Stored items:
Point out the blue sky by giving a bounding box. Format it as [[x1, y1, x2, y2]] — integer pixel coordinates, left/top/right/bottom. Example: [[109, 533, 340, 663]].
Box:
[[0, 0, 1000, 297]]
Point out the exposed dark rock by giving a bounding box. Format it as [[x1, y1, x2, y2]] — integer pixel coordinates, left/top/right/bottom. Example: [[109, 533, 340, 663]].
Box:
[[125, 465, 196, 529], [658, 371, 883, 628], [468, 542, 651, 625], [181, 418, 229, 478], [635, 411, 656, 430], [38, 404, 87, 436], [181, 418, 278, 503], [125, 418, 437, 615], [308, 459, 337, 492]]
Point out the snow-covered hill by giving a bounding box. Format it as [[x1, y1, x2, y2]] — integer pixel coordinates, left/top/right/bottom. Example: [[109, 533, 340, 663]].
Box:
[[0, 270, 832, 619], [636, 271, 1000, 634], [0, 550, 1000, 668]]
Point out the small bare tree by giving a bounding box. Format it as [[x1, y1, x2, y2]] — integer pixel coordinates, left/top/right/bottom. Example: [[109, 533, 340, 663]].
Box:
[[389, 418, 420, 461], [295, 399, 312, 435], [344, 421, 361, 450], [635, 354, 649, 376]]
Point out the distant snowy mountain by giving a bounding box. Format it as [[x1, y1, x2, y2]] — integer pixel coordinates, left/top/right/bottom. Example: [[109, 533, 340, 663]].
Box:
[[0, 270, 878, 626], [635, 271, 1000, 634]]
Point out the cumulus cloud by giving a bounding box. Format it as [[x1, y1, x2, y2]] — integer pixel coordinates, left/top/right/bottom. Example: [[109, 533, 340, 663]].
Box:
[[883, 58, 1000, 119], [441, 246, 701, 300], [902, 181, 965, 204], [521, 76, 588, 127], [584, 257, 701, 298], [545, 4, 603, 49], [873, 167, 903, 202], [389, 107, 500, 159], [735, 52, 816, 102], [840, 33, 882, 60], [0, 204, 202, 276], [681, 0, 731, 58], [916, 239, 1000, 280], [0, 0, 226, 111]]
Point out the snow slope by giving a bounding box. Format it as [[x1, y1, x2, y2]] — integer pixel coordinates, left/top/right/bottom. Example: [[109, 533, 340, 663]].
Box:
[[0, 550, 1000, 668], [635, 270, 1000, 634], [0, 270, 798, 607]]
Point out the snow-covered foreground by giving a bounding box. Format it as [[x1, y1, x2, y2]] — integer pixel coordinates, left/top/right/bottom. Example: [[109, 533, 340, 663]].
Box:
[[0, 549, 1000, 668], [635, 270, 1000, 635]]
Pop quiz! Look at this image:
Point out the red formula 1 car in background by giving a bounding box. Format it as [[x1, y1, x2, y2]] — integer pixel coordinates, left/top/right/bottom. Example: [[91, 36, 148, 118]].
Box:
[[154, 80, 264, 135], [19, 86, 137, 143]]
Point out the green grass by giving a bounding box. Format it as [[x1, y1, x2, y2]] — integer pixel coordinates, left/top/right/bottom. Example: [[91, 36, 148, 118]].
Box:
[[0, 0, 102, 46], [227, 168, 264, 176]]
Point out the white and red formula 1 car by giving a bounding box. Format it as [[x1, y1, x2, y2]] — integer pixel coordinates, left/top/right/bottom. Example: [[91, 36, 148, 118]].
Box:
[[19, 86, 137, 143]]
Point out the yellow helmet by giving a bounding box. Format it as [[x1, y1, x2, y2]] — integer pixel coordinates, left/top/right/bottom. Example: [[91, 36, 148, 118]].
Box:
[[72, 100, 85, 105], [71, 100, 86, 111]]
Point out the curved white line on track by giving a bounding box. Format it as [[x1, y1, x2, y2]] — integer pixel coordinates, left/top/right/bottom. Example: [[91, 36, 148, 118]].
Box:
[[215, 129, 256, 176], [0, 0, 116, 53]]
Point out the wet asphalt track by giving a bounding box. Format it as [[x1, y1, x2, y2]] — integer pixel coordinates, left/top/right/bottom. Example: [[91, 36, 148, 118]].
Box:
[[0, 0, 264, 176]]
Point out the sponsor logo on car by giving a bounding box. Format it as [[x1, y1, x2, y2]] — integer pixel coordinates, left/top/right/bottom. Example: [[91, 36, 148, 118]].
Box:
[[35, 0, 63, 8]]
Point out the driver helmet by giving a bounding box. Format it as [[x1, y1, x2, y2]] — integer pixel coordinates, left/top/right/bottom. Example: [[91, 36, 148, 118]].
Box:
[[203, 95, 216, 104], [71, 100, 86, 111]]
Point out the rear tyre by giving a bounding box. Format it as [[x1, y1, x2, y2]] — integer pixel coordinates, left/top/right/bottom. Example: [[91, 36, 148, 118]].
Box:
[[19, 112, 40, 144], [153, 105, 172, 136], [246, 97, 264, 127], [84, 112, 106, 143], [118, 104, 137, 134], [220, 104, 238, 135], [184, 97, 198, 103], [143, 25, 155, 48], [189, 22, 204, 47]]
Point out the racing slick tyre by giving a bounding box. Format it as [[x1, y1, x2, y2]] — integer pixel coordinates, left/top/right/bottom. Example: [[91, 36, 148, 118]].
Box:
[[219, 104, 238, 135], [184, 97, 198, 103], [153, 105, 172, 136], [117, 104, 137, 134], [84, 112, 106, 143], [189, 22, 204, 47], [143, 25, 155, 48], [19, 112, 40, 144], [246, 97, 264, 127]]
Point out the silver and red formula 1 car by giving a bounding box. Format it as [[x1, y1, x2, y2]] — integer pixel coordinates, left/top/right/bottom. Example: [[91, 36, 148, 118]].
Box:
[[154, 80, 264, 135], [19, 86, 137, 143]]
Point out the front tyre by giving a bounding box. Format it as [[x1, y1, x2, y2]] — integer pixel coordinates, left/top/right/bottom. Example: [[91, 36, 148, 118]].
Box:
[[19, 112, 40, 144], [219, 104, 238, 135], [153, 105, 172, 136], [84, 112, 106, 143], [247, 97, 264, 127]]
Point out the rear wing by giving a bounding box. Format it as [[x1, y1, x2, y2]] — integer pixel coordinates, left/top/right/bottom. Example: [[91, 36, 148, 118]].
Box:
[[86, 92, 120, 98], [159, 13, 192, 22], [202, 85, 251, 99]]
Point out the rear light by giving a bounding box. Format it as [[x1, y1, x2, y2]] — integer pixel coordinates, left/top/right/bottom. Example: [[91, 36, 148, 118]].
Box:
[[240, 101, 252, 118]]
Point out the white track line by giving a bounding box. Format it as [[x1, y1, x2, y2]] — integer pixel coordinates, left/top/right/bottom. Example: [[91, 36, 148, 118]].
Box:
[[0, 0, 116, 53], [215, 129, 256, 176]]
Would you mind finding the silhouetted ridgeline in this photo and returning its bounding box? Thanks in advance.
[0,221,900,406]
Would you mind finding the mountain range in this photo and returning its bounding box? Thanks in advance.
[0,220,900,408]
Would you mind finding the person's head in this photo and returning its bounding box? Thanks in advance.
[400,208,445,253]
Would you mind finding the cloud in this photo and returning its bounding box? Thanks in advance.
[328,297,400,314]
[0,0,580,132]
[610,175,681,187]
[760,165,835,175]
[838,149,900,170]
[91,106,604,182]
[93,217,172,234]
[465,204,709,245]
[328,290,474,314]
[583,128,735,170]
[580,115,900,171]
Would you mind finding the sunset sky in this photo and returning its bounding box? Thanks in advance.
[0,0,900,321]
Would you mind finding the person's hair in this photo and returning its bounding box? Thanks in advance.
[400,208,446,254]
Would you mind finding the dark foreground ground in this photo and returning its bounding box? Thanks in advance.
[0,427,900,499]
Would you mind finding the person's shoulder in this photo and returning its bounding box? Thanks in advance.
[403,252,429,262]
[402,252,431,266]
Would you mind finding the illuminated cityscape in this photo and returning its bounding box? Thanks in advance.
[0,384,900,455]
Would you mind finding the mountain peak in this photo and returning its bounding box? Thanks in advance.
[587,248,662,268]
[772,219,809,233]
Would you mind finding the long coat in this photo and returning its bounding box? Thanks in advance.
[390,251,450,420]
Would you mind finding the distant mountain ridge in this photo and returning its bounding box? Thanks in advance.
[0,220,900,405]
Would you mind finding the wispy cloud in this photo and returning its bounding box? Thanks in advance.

Objective
From the line containing "Would you mind finding the sunset" through the closing line of the material above, return every line exactly and omit all others.

Output
Would you mind finding the sunset sky in this photo and returning its bounding box? Thanks in advance.
[0,0,900,321]
Would you mind finding the person's hair in this photo and returning its bounding box? Thanks in advance.
[400,208,446,254]
Would you mind finding the dark foreground ground in this photo and returning its bounding box? Thanks in advance.
[0,427,900,499]
Would you mind finding the person's shoulder in this photo and returning its bounding box? Thanks in advance.
[403,252,429,262]
[402,252,431,266]
Would you mind finding the illuminated cityscape in this photo and returning its bounding box? Thanks in advance.
[0,384,900,455]
Would you mind finding the mountain peak in this photo and returning its bounding box? Thanks in advance.
[587,248,662,268]
[772,219,809,233]
Would you mind finding the long coat in this photo and returning its bounding box? Thanks in advance.
[390,251,450,420]
Would you mind finding the distant mountain ridge in this photo and returning its bounding box? Thanks in advance.
[0,220,900,405]
Would you mind finding the wispy cloud in this photo and returning its bounding box? Thanks in advance.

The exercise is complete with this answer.